NINGUÉM conseguiu entender isso

mas eu vou te contar

E aí, pessoal, tudo tranquilo?

Você já explicou alguma coisa pra alguém e depois percebeu que a pessoa não entendeu absolutamente nada?

Nada…

Isso tem ficado cada vez mais frequente. E o pior é que a culpa não é exclusivamente do ouvinte.

Pouco a pouco estamos perdendo a capacidade de entender, de falar e até mesmo de pensar.

Um dia desses eu estava lendo alguns poemas de Cecília Meireles e me dei conta de que existia algo a mais naquelas palavras. Corri para o google para pedir aquela força na interpretação. Foi este o momento em que percebi que ninguém entendeu este poema.

Hoje eu quero compartilhar com vocês essa interpretação de "O Violão e o Vilão", de Cecília Meirelles, que me deixou de queixo caído. É aquele tipo de texto que parece simples à primeira vista, mas esconde uma profundidade e complexidade surpreendentes.

Dá uma olhada:

O Violão e o Vilão

Havia a viola da vila,
a viola e o violão. 

Do vilão era a viola,
e da Olívia o violão.

O violão da Olívia dava
vida à vila, à vila dela. 

O violão duvidava
da vida, da viola e dela.

Não vive Olívia na vila,
na vila nem na viola.
■ ■ ■ ■
**AÇÃO REQUERIDA:** Segundo o poema transcrito no texto extraído, a quem pertencia o violão? Os registros provêm de uma fonte diferente da do texto extraído.
■ ■ ■ ■
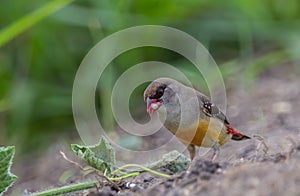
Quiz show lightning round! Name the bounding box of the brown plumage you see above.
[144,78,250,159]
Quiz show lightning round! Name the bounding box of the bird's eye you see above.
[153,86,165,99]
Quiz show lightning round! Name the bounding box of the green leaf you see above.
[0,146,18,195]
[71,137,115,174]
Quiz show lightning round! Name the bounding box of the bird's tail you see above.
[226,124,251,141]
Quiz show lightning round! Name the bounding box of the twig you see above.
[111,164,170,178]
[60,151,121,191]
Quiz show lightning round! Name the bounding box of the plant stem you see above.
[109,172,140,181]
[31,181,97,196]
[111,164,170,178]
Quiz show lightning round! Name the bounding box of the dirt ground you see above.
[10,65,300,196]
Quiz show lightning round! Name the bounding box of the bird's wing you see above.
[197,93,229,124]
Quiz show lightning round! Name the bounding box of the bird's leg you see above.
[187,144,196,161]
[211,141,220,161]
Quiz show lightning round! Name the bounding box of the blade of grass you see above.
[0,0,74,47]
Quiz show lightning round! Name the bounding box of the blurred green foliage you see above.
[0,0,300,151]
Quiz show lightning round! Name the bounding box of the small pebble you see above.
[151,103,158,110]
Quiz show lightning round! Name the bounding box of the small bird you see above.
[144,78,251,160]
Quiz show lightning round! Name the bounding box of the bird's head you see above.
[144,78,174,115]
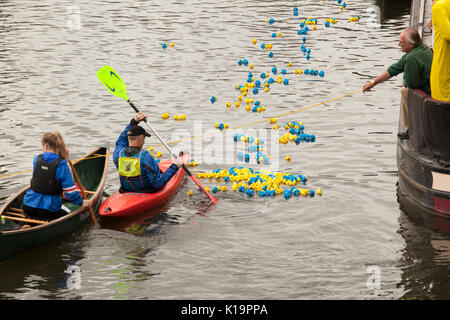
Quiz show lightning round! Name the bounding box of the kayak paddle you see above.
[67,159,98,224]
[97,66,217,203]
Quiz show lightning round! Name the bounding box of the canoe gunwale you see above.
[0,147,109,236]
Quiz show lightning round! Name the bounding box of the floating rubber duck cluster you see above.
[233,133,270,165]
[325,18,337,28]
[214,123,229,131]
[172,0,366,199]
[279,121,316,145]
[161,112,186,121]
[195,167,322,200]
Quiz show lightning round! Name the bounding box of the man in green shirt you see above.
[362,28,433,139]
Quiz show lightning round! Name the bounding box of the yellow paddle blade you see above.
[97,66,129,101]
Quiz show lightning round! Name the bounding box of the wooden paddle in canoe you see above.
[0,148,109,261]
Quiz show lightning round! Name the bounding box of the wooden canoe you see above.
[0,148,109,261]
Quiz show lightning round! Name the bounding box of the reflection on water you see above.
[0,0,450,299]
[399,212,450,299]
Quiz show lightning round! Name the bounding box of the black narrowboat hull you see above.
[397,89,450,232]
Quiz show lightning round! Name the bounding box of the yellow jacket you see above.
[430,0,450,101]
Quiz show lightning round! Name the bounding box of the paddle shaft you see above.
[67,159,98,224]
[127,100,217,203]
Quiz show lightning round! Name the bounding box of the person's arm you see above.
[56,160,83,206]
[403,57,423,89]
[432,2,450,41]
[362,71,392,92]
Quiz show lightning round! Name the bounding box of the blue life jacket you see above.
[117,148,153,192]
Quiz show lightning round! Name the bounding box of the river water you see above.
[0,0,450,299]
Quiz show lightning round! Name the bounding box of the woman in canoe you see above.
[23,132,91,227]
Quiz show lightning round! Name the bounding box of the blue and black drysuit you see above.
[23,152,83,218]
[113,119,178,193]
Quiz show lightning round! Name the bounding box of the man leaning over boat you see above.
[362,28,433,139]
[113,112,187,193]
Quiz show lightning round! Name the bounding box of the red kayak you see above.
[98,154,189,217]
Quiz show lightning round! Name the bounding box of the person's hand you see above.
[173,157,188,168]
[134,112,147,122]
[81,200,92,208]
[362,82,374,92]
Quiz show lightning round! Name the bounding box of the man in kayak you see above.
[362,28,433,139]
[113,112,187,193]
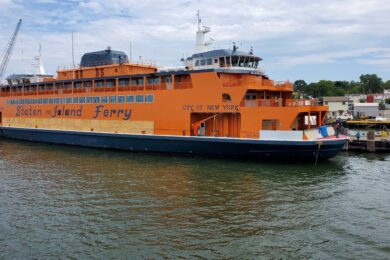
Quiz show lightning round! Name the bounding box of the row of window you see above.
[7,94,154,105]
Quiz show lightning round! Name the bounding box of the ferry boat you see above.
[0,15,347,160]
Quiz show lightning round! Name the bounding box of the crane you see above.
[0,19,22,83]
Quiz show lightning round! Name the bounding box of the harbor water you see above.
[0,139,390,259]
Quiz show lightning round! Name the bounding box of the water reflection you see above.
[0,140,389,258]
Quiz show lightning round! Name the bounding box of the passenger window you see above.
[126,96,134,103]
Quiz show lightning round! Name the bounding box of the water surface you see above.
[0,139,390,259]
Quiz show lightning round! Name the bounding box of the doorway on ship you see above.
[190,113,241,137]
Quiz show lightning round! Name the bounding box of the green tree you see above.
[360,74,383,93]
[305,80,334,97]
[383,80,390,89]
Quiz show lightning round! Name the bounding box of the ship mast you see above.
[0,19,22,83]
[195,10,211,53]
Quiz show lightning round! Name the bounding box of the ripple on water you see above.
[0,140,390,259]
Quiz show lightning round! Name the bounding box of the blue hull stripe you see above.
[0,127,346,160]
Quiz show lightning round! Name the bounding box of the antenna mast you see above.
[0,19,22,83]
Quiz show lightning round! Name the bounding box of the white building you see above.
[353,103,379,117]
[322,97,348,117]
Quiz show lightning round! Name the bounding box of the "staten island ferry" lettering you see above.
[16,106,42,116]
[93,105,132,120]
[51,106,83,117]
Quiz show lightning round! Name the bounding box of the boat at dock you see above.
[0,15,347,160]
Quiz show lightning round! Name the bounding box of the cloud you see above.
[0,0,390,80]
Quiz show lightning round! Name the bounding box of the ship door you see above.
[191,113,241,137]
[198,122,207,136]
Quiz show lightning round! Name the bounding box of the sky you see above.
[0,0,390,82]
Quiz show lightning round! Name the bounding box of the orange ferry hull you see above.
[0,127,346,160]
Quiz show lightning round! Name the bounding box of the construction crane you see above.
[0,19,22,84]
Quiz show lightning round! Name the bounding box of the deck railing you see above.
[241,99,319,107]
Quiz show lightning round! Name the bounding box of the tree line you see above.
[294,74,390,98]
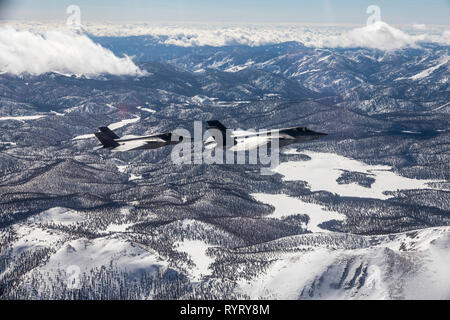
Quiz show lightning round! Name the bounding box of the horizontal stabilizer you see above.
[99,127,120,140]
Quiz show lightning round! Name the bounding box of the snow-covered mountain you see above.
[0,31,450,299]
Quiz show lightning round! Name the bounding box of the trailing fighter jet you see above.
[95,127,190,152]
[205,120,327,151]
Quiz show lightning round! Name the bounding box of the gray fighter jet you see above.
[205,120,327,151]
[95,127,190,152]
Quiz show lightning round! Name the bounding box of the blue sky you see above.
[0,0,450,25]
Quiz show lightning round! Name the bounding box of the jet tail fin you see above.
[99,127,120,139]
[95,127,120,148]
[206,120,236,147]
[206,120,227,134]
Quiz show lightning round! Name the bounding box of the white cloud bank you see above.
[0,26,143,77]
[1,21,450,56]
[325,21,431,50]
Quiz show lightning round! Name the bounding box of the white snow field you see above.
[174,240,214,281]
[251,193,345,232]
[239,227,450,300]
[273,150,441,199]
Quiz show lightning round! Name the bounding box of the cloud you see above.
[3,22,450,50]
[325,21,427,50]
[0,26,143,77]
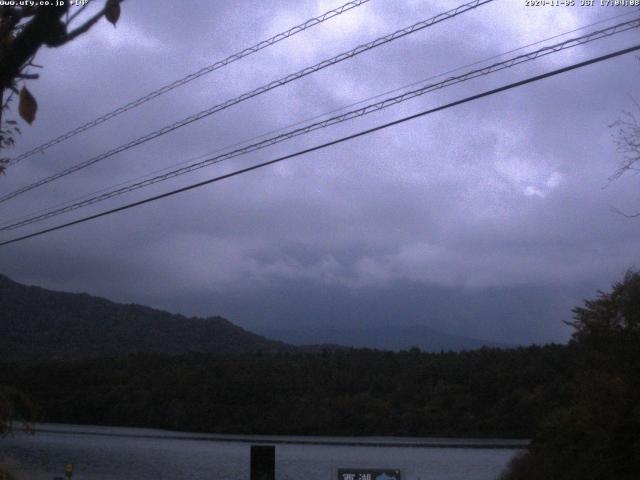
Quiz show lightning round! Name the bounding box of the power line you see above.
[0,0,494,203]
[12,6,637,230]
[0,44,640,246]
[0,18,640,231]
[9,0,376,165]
■ ■ ■ ■
**SUA RESPOSTA:** O violão pertencia à Olívia.